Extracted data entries
- - - - -
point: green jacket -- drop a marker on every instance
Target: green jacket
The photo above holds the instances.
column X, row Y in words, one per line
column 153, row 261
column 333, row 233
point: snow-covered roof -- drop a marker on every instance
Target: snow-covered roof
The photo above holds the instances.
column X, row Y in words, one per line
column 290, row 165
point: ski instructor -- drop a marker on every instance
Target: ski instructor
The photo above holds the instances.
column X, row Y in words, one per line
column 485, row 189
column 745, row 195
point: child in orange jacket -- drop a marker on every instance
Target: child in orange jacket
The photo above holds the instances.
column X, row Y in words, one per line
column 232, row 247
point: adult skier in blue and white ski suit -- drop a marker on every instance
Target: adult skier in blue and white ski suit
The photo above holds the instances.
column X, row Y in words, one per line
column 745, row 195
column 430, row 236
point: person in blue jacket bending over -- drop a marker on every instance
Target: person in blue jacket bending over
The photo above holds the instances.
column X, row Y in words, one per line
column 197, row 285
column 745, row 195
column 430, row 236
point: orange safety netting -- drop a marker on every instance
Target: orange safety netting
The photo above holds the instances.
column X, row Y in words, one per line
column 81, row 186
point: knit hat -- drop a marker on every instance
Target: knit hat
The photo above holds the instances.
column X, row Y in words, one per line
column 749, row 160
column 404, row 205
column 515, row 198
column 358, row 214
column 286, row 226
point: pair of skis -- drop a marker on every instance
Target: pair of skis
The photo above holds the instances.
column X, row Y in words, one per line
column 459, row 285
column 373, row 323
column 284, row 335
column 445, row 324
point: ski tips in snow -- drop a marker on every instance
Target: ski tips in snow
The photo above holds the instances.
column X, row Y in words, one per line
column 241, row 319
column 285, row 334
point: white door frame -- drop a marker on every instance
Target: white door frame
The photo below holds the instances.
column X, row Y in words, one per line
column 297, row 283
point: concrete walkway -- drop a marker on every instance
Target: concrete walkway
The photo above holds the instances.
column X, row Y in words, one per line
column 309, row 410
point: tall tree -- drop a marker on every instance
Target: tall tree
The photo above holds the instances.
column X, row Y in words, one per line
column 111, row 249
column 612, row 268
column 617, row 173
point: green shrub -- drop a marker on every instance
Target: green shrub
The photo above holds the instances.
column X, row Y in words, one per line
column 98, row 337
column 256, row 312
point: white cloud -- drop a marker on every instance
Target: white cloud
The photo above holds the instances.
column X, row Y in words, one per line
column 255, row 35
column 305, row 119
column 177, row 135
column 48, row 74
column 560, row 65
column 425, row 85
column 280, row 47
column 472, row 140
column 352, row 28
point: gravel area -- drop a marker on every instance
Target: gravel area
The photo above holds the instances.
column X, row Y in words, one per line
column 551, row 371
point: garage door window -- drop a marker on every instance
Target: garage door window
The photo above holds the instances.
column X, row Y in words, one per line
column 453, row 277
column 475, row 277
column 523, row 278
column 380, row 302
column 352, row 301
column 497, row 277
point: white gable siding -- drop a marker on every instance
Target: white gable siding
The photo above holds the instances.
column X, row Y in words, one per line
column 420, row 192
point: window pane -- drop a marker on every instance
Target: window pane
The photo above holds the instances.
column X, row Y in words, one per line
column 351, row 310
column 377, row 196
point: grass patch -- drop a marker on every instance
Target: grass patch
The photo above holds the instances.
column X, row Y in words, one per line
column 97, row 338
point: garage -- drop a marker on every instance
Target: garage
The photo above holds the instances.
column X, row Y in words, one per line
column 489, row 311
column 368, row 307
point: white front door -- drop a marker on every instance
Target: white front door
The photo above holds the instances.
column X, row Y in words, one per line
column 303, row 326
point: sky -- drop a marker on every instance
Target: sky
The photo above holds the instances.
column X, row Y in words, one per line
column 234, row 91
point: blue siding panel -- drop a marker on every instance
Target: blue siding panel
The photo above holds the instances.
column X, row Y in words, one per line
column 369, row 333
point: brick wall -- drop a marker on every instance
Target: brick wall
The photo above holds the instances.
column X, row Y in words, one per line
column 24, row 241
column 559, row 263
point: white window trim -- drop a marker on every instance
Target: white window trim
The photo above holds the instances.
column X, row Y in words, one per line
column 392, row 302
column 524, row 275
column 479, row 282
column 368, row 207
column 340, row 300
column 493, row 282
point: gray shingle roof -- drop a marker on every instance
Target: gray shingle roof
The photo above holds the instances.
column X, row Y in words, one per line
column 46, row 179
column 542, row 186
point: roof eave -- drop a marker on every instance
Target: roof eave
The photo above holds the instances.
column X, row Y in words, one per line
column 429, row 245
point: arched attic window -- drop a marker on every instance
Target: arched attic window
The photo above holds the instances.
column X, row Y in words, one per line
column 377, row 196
- - - - -
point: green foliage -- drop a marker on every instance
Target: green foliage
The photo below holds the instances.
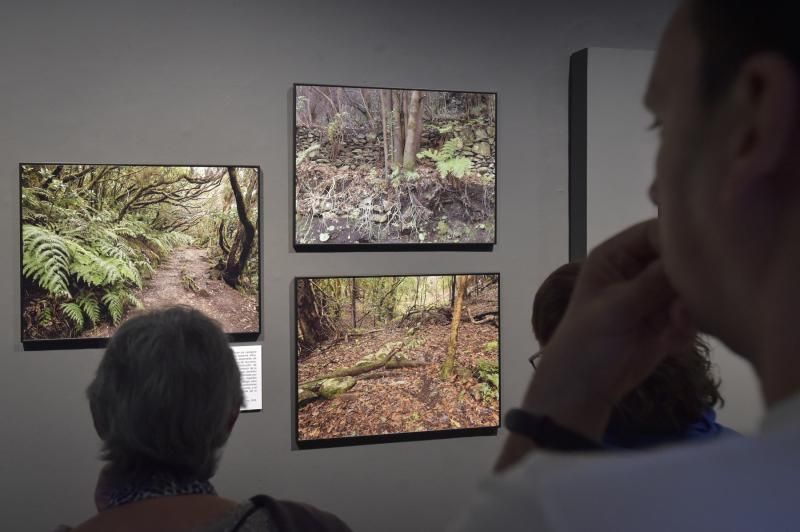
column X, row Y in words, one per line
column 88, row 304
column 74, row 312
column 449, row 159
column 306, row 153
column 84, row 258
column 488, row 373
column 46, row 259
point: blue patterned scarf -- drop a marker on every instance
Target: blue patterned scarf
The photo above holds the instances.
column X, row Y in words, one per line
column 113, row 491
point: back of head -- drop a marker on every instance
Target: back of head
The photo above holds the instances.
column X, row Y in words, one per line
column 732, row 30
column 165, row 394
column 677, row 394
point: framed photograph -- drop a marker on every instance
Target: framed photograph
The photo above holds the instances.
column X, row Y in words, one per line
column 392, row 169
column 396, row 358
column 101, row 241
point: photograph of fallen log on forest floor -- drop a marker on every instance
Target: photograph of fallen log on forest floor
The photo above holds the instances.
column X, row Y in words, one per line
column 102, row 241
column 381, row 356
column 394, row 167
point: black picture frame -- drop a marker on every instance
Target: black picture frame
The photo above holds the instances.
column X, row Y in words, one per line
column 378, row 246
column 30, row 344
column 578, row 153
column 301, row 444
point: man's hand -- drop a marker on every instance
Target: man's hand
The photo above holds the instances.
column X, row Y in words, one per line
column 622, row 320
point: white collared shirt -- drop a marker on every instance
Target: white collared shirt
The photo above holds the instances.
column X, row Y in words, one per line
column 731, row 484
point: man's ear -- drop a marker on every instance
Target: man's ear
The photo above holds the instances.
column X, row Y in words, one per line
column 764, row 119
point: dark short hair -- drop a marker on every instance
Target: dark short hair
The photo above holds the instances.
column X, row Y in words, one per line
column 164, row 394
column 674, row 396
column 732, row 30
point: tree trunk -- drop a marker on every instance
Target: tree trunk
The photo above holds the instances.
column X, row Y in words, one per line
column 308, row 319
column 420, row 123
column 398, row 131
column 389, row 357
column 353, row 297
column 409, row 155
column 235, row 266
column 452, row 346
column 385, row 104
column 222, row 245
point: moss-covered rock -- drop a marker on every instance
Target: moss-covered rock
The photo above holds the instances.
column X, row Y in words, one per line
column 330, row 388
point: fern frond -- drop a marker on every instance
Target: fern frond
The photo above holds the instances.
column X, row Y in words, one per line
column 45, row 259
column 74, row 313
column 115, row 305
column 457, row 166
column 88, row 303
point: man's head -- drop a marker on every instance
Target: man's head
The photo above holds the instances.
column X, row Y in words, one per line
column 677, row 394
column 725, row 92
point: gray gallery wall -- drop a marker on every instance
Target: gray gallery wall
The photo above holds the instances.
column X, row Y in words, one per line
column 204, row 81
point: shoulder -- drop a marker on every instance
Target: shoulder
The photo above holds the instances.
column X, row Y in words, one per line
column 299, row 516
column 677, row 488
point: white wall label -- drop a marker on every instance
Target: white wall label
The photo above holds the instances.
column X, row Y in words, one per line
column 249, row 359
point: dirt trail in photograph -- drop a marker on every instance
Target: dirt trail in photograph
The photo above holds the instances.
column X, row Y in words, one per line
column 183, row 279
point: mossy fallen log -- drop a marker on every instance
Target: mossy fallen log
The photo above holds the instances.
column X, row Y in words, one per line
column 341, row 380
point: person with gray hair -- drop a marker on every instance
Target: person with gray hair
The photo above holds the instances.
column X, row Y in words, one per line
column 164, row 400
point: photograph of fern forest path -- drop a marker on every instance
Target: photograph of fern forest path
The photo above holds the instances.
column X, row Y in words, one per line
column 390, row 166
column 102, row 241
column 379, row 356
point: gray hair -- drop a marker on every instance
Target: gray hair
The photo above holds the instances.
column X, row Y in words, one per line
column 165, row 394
- - - - -
Recast as a JSON list of strings the lines starting at the one containing "point: white front" and ending at the one containing "column 542, row 186", both ends included. Use one string per line and leave out any blank lines.

EXERCISE RESPONSE:
[
  "point: white front door -- drop a marker on every instance",
  "Target: white front door",
  "The photo above holds the instances.",
  "column X, row Y in words, one per line",
  "column 303, row 326",
  "point: sky -- drop a marker on every instance",
  "Target: sky",
  "The photo above holds the instances.",
  "column X, row Y in words, one per line",
  "column 234, row 91",
  "point: blue siding panel -- drop a marker on every instance",
  "Target: blue siding panel",
  "The photo above holds the instances.",
  "column X, row Y in words, one per line",
  "column 369, row 333",
  "point: brick wall -- drop a marker on every instance",
  "Target: brick wall",
  "The photo above holds the instances.",
  "column X, row Y in words, one per line",
  "column 24, row 241",
  "column 559, row 263",
  "point: white window trim -- drop a marker on every instance",
  "Target: white window trim",
  "The photo above holds the instances.",
  "column X, row Y in words, one per line",
  "column 392, row 302",
  "column 524, row 275",
  "column 479, row 282",
  "column 368, row 207",
  "column 340, row 300",
  "column 493, row 282",
  "point: gray shingle roof -- drop a marker on every instance",
  "Target: gray shingle roof",
  "The photo above holds the instances.",
  "column X, row Y in words, one per line",
  "column 46, row 179",
  "column 542, row 186"
]